* [What to produce] Copy out exactly every line from the line containing "rough mask: <svg" until the records below end, inclusive of both boundary lines.

* [Task input]
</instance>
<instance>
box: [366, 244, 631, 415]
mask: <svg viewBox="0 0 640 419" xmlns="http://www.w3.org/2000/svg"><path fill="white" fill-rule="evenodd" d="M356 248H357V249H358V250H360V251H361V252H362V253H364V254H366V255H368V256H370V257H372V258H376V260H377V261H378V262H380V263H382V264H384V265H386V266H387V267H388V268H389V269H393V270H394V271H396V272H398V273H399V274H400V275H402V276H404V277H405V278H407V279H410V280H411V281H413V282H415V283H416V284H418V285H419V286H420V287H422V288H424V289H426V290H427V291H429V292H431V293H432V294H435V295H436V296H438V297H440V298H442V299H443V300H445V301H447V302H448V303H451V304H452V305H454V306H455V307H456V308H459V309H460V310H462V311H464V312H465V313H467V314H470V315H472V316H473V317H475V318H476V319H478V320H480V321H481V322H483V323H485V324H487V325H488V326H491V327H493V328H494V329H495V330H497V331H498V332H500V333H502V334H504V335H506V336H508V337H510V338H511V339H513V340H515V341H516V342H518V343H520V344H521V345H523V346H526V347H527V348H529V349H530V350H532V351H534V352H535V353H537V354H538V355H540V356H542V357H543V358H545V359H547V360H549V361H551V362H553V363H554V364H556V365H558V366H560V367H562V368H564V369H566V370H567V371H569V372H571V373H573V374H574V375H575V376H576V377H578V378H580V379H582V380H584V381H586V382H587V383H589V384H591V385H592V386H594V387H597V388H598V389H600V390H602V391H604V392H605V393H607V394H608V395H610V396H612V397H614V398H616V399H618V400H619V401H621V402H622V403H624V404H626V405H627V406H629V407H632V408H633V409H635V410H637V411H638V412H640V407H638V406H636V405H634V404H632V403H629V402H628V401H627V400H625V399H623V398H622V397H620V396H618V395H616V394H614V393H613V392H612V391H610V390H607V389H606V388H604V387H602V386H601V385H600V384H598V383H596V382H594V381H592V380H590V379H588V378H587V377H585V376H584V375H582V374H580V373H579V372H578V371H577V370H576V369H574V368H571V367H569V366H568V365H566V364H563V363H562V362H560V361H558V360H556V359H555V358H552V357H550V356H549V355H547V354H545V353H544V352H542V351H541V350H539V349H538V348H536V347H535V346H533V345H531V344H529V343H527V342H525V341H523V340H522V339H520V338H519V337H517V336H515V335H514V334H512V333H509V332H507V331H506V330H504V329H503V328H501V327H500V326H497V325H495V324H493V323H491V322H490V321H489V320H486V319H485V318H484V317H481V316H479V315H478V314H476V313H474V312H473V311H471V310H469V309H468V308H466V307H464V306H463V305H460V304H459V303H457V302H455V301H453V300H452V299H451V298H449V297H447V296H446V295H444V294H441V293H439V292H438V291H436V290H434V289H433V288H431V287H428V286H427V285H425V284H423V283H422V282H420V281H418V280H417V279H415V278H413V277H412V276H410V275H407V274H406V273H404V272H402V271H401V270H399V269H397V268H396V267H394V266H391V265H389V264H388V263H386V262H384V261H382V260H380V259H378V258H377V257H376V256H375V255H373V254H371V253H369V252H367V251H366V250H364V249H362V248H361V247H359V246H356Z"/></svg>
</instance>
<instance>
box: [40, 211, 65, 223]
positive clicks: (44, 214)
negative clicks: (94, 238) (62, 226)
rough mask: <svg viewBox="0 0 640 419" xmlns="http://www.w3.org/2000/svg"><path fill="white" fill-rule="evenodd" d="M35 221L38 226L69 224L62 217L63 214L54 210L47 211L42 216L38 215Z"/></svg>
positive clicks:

* [Output of the task]
rough mask: <svg viewBox="0 0 640 419" xmlns="http://www.w3.org/2000/svg"><path fill="white" fill-rule="evenodd" d="M35 221L38 226L69 224L62 217L63 214L54 210L47 211L42 216L38 215Z"/></svg>
positive clicks:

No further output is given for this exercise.